*** SUPPLIED MATERIAL ***
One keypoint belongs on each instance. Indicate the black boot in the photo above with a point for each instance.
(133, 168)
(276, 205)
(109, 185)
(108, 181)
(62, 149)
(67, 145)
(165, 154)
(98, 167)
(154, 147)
*** End of SUPPLIED MATERIAL ***
* **PROMPT**:
Would you restate the records word for word?

* **EXERCISE ANSWER**:
One keypoint belongs on each instance. Indicate the black boot in the photo above with a point for each instance.
(133, 168)
(276, 205)
(109, 185)
(108, 181)
(62, 149)
(67, 145)
(165, 154)
(98, 167)
(154, 147)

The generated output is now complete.